— Start of Records shown —

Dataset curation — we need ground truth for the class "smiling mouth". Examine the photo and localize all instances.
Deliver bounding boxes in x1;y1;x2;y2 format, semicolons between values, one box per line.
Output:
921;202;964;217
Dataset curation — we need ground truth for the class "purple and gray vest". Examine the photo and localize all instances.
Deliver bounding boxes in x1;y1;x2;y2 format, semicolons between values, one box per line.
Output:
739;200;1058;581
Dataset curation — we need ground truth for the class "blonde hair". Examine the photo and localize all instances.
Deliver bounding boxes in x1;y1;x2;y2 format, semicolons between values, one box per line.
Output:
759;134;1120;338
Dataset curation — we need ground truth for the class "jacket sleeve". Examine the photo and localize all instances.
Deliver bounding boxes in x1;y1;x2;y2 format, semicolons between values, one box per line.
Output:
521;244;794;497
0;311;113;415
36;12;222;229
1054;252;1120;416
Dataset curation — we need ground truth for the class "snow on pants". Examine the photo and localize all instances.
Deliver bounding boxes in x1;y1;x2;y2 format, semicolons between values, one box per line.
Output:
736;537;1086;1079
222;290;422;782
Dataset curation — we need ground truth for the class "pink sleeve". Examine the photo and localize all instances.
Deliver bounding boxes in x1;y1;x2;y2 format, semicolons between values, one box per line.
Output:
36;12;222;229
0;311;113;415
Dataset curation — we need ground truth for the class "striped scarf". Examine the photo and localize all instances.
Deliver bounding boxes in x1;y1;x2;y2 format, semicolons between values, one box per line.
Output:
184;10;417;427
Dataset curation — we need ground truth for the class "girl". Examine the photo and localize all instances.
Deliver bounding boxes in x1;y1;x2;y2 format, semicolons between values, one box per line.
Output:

— End of Records shown —

Task instructions =
Can you write out all the data above again, replacing "Examine" with "Inspect" everywhere and leaving everything else as it is?

Result of the task =
Dataset curation — we need ground truth for the class "smiling mouth". Inspect the photo and localize all instances.
Deliver bounding boxes in x1;y1;x2;y2 format, semicolons between values, one box per line.
Output:
921;202;964;217
Dataset curation — we need ground truth for the class "purple and gray vest". Inspect the photo and localize all instances.
Deliver bounding boxes in x1;y1;x2;y2 format, semicolons between values, one box per line.
Output:
739;200;1058;581
Dataset curation — we need ground truth for the class "blonde hair". Inspect the photo and localize all instances.
Deliver bounding boxes in x1;y1;x2;y2 format, semicolons between values, one box per line.
Output:
759;134;1120;338
Dataset curation — we need ground truth for the class "jacket sleeve". Inspect the photo and localize all instances.
Deliver bounding boxes in x1;y1;x2;y2 format, semicolons between values, one box per line.
Output:
521;244;794;497
0;311;113;415
36;12;222;229
1054;252;1120;416
Dataset curation — we need ground truth for the class "snow on pants". Inspect the photo and localize all instances.
Deliver bounding boxes in x1;y1;x2;y2 format, semicolons between values, one box per line.
Output:
736;537;1086;1079
222;290;422;782
Dataset curation — we need ground truth for the class "pink sleeve". Inspect the photo and localize all instances.
Deliver bounding boxes in x1;y1;x2;y2 format, semicolons between values, one box per line.
Output:
36;12;222;229
0;311;113;415
Dataset curation — we need ground truth for the class "striped scarf". Inspect the photo and localize all instances.
Deliver bounding boxes in x1;y1;x2;y2 format, semicolons between values, one box per line.
Output:
184;10;417;427
Dataset curation — we need ground truth for the class "girl". Inspect the photo and localize all instances.
Deliver bounding boxes in x1;y1;x2;y2 format, semicolons between values, one box per line.
Output:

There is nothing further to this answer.